EXERCISE REQUIREMENTS – Below are some records; give them all again exactly, but not the pictures.

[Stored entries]

++++++

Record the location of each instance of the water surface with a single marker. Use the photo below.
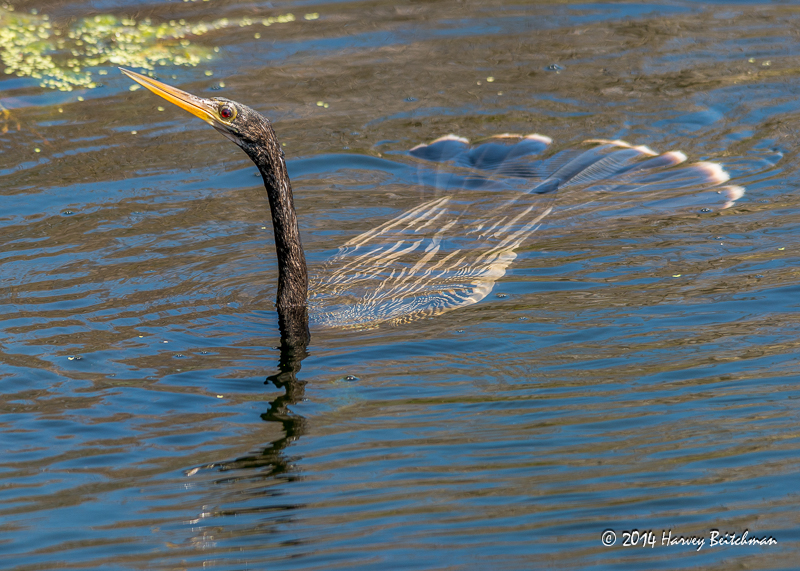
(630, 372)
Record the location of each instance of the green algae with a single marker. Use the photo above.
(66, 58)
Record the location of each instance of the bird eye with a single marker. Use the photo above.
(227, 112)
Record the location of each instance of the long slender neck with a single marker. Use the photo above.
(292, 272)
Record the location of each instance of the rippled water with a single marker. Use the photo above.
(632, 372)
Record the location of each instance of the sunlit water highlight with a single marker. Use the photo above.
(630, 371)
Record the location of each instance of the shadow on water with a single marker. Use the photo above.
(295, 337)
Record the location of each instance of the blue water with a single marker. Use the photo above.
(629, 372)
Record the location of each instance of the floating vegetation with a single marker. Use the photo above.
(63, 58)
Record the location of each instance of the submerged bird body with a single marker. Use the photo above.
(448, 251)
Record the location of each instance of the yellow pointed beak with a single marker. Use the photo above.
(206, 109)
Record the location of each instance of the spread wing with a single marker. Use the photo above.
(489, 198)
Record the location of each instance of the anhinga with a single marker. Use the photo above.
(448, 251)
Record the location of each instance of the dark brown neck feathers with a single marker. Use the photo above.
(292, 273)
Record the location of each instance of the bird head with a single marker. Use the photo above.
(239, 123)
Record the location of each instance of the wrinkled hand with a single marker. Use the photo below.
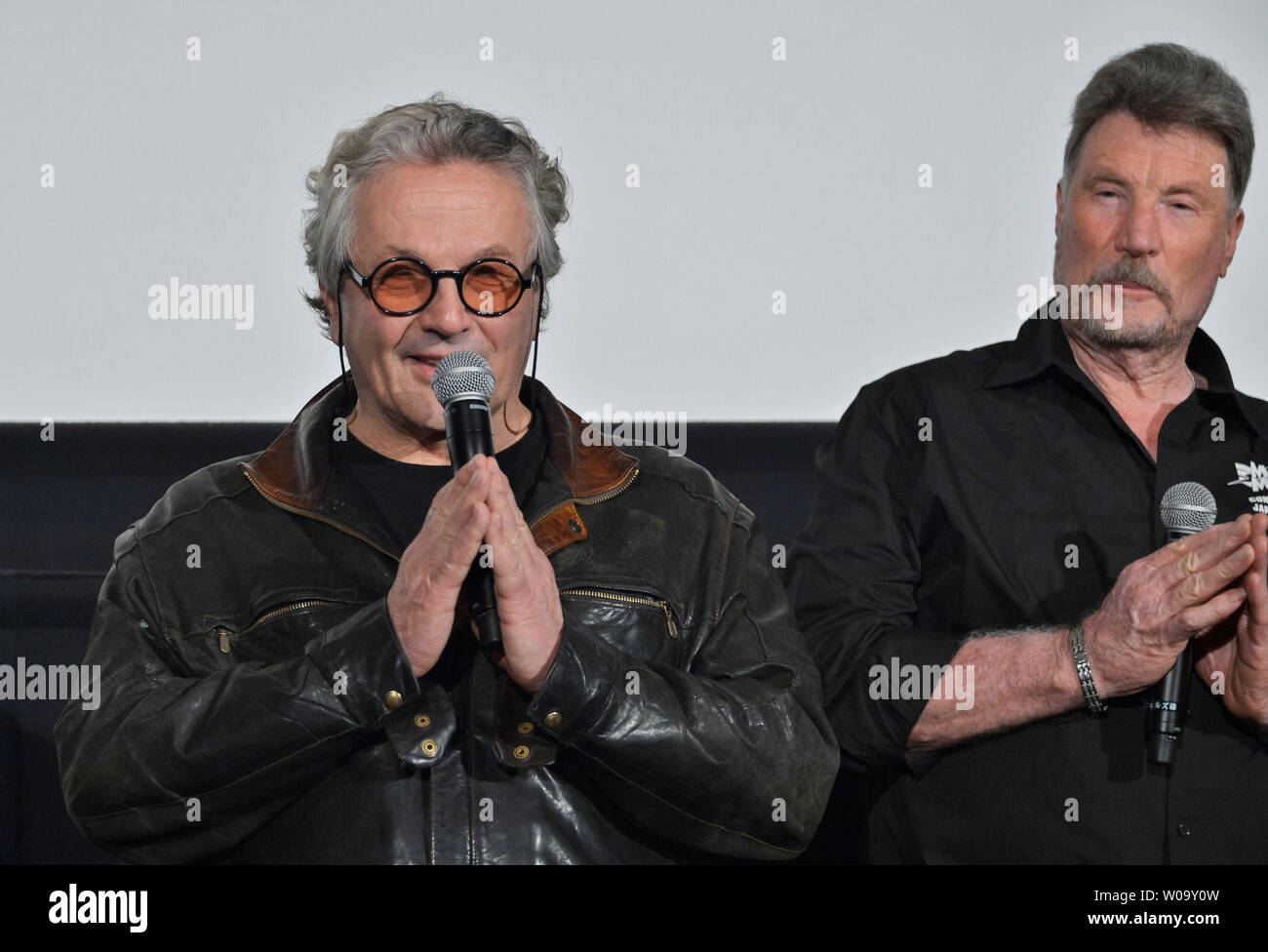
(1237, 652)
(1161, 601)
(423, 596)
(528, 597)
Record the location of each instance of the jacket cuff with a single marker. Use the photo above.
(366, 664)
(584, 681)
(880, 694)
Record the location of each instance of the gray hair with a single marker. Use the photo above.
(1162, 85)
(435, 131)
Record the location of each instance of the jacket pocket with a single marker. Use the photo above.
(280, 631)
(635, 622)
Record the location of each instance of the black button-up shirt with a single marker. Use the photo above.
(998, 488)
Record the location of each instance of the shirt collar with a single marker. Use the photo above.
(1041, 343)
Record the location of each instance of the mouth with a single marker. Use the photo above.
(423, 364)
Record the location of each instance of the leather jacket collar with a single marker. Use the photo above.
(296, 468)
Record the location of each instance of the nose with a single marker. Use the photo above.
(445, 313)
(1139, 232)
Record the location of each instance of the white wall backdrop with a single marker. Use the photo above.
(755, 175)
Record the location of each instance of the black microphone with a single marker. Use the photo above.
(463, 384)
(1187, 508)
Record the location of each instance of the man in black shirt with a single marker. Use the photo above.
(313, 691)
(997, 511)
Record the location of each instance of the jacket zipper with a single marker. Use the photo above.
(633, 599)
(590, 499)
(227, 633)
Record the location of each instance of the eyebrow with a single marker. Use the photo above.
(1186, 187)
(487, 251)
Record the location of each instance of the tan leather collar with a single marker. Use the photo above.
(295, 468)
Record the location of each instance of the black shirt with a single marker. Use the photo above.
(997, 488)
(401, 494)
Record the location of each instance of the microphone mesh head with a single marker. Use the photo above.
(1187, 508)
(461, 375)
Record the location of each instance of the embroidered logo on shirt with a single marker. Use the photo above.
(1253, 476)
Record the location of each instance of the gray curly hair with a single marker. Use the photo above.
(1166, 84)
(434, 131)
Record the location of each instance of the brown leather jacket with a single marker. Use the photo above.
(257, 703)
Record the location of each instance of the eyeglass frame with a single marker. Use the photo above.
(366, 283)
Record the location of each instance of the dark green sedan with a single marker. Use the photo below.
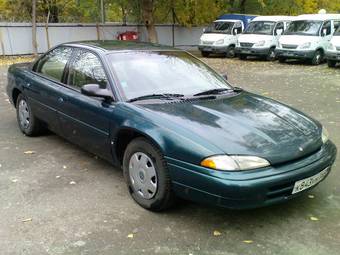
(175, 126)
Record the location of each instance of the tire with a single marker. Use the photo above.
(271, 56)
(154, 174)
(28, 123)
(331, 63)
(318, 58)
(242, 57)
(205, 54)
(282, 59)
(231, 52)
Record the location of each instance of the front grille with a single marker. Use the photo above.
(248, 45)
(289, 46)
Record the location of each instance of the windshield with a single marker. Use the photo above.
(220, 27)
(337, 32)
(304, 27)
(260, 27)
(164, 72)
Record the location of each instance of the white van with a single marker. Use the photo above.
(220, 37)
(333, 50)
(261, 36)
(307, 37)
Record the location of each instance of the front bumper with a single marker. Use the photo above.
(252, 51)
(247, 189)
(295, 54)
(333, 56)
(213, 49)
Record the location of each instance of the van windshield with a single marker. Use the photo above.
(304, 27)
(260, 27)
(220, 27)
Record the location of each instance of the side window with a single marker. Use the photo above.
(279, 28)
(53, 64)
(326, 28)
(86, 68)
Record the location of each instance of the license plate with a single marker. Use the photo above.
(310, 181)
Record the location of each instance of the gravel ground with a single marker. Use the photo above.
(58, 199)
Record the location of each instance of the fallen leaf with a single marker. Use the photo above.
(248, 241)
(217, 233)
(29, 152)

++++++

SOLUTION FOR THIS PROBLEM –
Record the location of each instance of the water surface with a single marker. Use the photo below.
(630, 372)
Record the location of each instance of the green algae with a single marker. Use the photo above.
(66, 58)
Record the location of each instance of the bird eye with a single marker. Use the photo above.
(227, 112)
Record the location of each instance of the long slender neck with a single marker. Use the photo above.
(292, 272)
Record the location of each instance of the rippled water with a single marker. Use the photo above.
(632, 372)
Record the location of each instance of the sunlit water highlight with a single marker. Use the photo above.
(630, 371)
Record the location of each instance of the shadow on water with a single marker. Use the photo above.
(295, 337)
Record the location of each instance of the blue water with a single marker. Use the photo above.
(629, 372)
Record the location of each instance of the floating vegetation with a single marker. Use the photo above.
(63, 58)
Record the location of each instance of the submerged bird body with a single marker. Use the photo above.
(448, 251)
Record the location of each instance of the yellow pointed beak with a single marker. Use the photo above.
(206, 109)
Record the location of each instance of the spread wing with a single marker. Use the photo above.
(489, 198)
Record the location of each instance of the anhinga with a single marker. Use the photo above.
(448, 251)
Record the location of each instance of the dark brown neck feathers with a single marker. Use the photo above.
(292, 273)
Record the location of each instance of the bird head with a single marker. Use the photo above.
(239, 123)
Record the location of each instance of the wrinkled hand with a single marker. Use the photo below.
(1237, 652)
(1161, 601)
(423, 596)
(528, 597)
Record the location of each instance of the jacket cuff with a single marker. Use the photo above.
(366, 664)
(584, 681)
(880, 694)
Record the location of each instance of the gray hair with a single marker. Use the photo above.
(1162, 85)
(435, 131)
Record the location of each instance of the jacket pocket with a single marker. Use the photo above.
(280, 631)
(635, 622)
Record the location of each instance of the black button-up shirt with a single marker. Use the photo above.
(998, 488)
Record the location of each instance of the shirt collar with a single marker. Use the photo above.
(1041, 343)
Record the location of each instance of the mouth with a single marker. Use the photo above.
(423, 364)
Record the location of each instance of the leather jacket collar with a single marker. Use the photo above.
(296, 468)
Record the location of each instance of the nose with a single marker. Use the photo above.
(445, 313)
(1139, 232)
Record the location of each instance of the white wall backdrop with a single marker. Use the photo above.
(755, 175)
Record the location of each instance of the black microphone with a single marker. Use the photo above.
(463, 384)
(1187, 508)
Record the location of each instance of the man in black shirt with a single marker. Use the photo above.
(313, 691)
(997, 511)
Record the location of each instance of the jacket zipper with a single marker. Use the photo above.
(633, 599)
(590, 499)
(227, 633)
Record the location of each instance of the eyebrow with a single marker. Use the photo above.
(1186, 187)
(487, 251)
Record the location of each instance of the tan leather collar with a single marker. Use the photo above.
(295, 468)
Record the location of each instance of the black shirt with a single marker. Use the photo above.
(997, 488)
(401, 494)
Record the location of each instance of the microphone mesh head with a single marker. Use the photo above.
(1187, 508)
(461, 375)
Record the location of each instance of the embroidered logo on shirt with a single marker. Use the photo above.
(1253, 476)
Record the location of each instance of the gray curly hair with a single marker. Use the photo above.
(1166, 84)
(434, 131)
Record the location of each instance of the brown leather jacket with a single marker. Use the photo above.
(257, 703)
Record the location of each instance of the eyeglass frame with a single marker. Use the photo above.
(366, 283)
Record the location of each instance of the dark green sedan with a single marker. Use the photo below.
(175, 126)
Record the location of each instance of the tire with a single marker. Use the photo above.
(271, 56)
(154, 174)
(28, 123)
(331, 63)
(318, 58)
(242, 57)
(205, 54)
(282, 59)
(231, 52)
Record the location of each instance of the front grille with a single marker. Use the photo above.
(248, 45)
(289, 46)
Record the location of each instance of the windshield with a single marker. Use the photo above.
(220, 27)
(337, 32)
(304, 27)
(260, 27)
(164, 72)
Record the location of each instance of the white van with a single marker. Use the photo above.
(220, 37)
(333, 50)
(261, 36)
(307, 37)
Record the location of each instance of the front bumper with a single marker. Use the photo above.
(252, 51)
(247, 189)
(295, 54)
(333, 56)
(213, 49)
Record the location of each instance of the van windshield with a single marker. Use the photo above.
(304, 27)
(260, 27)
(220, 27)
Record the location of each instance of the side window with a single marker. Use the photo above.
(279, 28)
(53, 64)
(326, 28)
(86, 68)
Record the location of each instance of the license plate with a single marker. Use the photo above.
(310, 181)
Record the location of each instance of the gravel ground with a single marker. Use the photo above.
(58, 199)
Record the location of each instance of the fallen leaf with a single marker. Use the photo above.
(248, 241)
(217, 233)
(29, 152)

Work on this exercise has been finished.